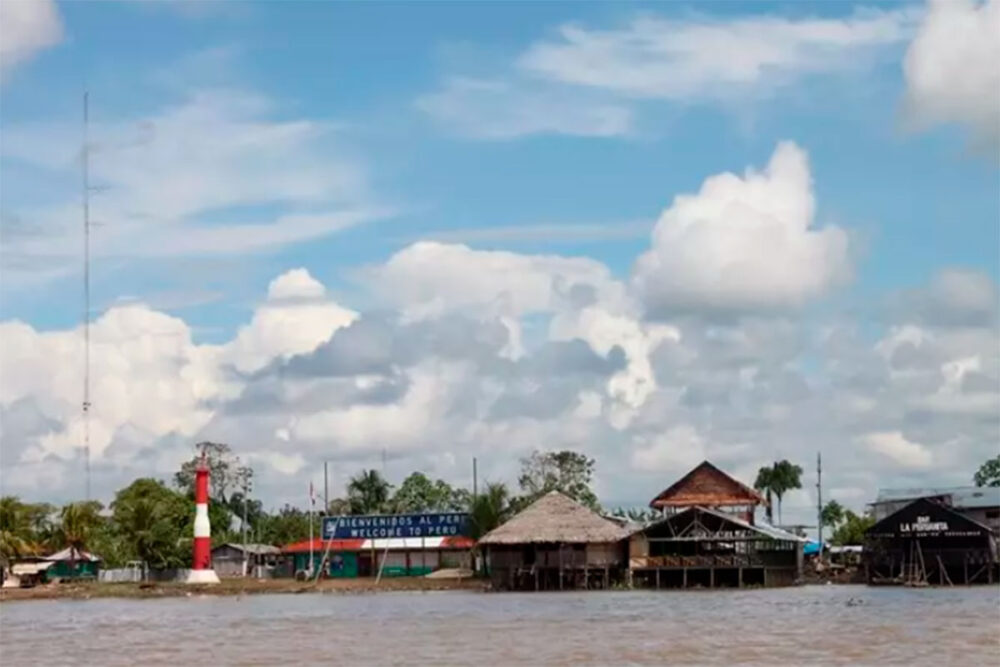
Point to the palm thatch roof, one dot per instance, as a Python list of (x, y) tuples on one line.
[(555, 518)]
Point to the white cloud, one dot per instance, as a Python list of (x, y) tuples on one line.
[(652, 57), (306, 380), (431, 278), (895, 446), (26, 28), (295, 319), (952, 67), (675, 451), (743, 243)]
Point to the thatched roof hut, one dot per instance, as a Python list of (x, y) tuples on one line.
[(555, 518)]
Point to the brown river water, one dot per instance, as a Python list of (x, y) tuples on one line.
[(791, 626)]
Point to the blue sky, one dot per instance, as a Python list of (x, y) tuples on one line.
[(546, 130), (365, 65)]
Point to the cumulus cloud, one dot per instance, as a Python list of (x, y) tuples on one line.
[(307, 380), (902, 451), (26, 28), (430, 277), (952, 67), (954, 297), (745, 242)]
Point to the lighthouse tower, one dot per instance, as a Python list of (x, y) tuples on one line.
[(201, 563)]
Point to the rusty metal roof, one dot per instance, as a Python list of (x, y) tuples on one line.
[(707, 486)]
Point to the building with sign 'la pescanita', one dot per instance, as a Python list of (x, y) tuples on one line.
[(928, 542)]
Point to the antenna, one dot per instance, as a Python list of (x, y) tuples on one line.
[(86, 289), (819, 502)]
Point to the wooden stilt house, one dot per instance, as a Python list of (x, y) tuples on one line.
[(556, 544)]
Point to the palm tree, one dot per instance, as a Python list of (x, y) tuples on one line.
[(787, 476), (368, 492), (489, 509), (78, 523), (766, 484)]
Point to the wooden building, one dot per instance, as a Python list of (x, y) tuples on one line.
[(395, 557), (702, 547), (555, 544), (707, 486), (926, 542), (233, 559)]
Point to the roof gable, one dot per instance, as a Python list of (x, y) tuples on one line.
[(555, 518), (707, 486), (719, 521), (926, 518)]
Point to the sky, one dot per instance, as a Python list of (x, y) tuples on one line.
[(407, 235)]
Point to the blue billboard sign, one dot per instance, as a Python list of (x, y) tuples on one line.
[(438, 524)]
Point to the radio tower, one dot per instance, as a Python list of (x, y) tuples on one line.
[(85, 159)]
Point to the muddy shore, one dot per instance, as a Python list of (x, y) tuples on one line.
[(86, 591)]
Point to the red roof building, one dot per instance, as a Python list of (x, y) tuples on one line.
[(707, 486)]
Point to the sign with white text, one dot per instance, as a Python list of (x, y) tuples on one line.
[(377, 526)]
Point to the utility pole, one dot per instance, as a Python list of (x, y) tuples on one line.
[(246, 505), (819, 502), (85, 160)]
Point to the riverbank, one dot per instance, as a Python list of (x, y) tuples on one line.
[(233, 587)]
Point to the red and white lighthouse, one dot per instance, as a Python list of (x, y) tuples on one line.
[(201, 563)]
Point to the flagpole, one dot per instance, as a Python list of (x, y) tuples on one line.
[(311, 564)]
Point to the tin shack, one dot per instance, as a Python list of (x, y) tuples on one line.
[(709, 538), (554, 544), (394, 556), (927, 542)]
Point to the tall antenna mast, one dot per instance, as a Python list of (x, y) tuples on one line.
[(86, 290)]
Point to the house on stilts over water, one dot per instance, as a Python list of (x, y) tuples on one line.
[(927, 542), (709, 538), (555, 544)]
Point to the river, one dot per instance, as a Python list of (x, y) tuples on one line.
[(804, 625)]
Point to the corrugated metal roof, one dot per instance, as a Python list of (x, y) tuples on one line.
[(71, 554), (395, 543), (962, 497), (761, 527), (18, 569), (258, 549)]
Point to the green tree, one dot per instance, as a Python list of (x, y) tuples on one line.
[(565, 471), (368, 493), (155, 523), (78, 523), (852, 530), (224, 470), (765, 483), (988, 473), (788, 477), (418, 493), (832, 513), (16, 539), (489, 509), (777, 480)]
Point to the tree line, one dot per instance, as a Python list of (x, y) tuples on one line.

◆ Task objective
Shift everything from the line containing "Point to the sign" down to the end of the records by adding 70 to every x and y coordinate in the answers. Copy every line, including the lines asking for points, and leave those lines unchanged.

◆ Written answer
Point to the sign with white text, one dot per instance, as a Python list of (x, y) tuples on one line.
[(447, 596)]
Point to the utility pole, one dot per instance, as a Python list of (x, y) tuples on one line.
[(316, 575), (889, 572), (155, 230)]
Point to the riverbank, one dot per instance, as a Python list of (x, y) tuples on one line.
[(303, 657)]
Point to the red and white lighthouse, one dot per instance, as a Python list of (x, y) tuples on one line.
[(271, 633)]
Point to the flagpole, one dot per instance, as a Python list of (x, y) tuples on one line.
[(381, 634)]
Point to the tin shack, one dot per instance, as a Python list of (x, y) tuples on one line.
[(779, 608), (624, 614), (464, 626), (997, 612)]
Point to the tall antenna mast, one dot per instance, as a Python list of (x, y) tuples on one line.
[(156, 360)]
Point to the house on stilts over water, one dot per instance, as a Python list of (x, y) tuples on one line.
[(997, 612), (779, 608), (625, 614)]
Point to the river, one dot per instance, as a Python list of (x, y) tuples on one line.
[(874, 695)]
Point to the corrugated metal roof, one dot per instance, as a Python list of (x, y) tuples on one line.
[(141, 624), (465, 613), (1032, 567), (831, 597), (88, 639), (328, 619)]
Point to the green tree, one dot per instance, as a Python list of (x, y) tuples on one line.
[(635, 541), (438, 563), (225, 593), (148, 593), (922, 600), (294, 540), (835, 553), (1058, 543), (858, 547), (488, 563), (902, 583), (86, 609), (559, 579), (847, 550)]
Point to the tree line, one dot per instance, as a Python list of (x, y) tuples on one line.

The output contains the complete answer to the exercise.